I don't think I've written an application from scratch, top-to-bottom, since college. Or maybe not since high school. I'd much rather spend a little time and find someone else's code that does what I need - or close to what I need - and make it my own. And I'm betting that because you're reading this magazine, where we make a big fuss about the fact that we give you lots of working code, you're not opposed to adapting code to your own purposes, either.

 

Well, you and I now have a lot of great new ingredients to work with as we make our ASP.NET cakes. Microsoft is assembling five ASP.NET Starter Kits - free downloads  that should make creating some of the most common Web apps a much simpler task (http://www.asp.net/starterkits). And asp.netPRO will take you inside these kits, showing you how to use them, tweak them, and where the good stuff is.

 

What's in the Kits?

PROBLEMS TO WORK ON
• A. Reproduce the stretch of the ASP.NET Starter Kits text from "Well, you and" through "in the Kits?".
• B. For each statement, answer yes or no on whether it agrees with the ASP.NET Starter Kits text, and quote the deciding words. (i) Microsoft is assembling five ASP.NET Starter Kits. (ii) The Starter Kits have to be bought. (iii) The writer has written many applications from scratch since college.
• C. Resume the ASP.NET Starter Kits text after its last line.

MATERIAL PROVIDED
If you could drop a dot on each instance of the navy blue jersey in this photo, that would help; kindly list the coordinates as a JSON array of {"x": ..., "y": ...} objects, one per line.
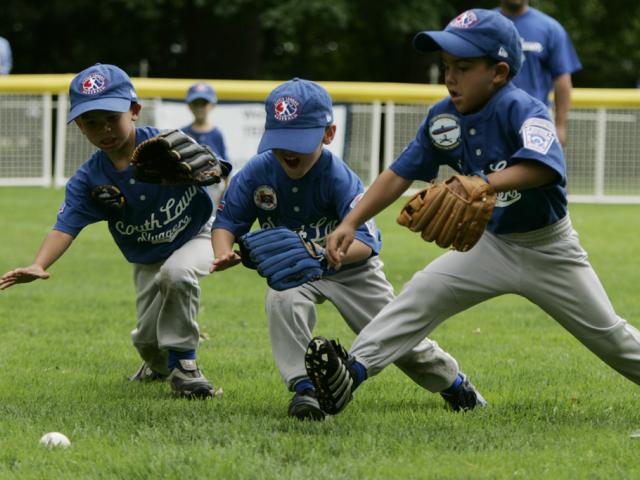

RESULTS
• A.
Well, you and I now have a lot of great new ingredients to work with as we make our ASP.NET cakes. Microsoft is assembling five ASP.NET Starter Kits - free downloads  that should make creating some of the most common Web apps a much simpler task (http://www.asp.net/starterkits). And asp.netPRO will take you inside these kits, showing you how to use them, tweak them, and where the good stuff is.

 

What's in the Kits?

• B.
(i) Yes: "Microsoft is assembling five ASP.NET Starter Kits"
(ii) No: "free downloads"
(iii) No: "I don't think I've written an application from scratch, top-to-bottom, since college."

• C.
According to Shawn Nandi, Microsoft's ASP.NET product manager, "The ASP.NET Starter Kits are designed to help developers kick-start their projects by delivering a solid base of code to build on." There are five of these kits, each addressing one of the most common ASP.NET development projects. Each has both inline and code-behind versions available. Here's a quick overview of what these kits are and do:

  • Community: The Community Starter Kit lets you quickly create a community Web site such as a user group site, a developer resource site, or a news site. Nandi notes that you can use this Starter Kit as "a basic working community site out of the box - no coding required." It will let you maintain nine different content types including articles, events, links, downloads, a photo gallery, and more.
  • Portal: This one will be familiar to anyone who's visited IBuySpy (http://www.ibuyspy.com). In addition to Web-based administration and content management, the portal also is easy to extend. It's not a bad place to start learning how to put ASP.NET and the .NET Framework to work, whether for an Internet/intranet portal or as a base for your own ASP.NET applications.
  • Time Tracker: This line-of-business application lets you track how much time you've put into projects. It also lets project managers track the status of projects they manage by viewing users' time entries as well as create detailed reports for those time entries. As you dig into this app, you'll see a real-world example of globalization, charting with GDI+, mobile Web forms, and role-based security using a custom principal for role authorization.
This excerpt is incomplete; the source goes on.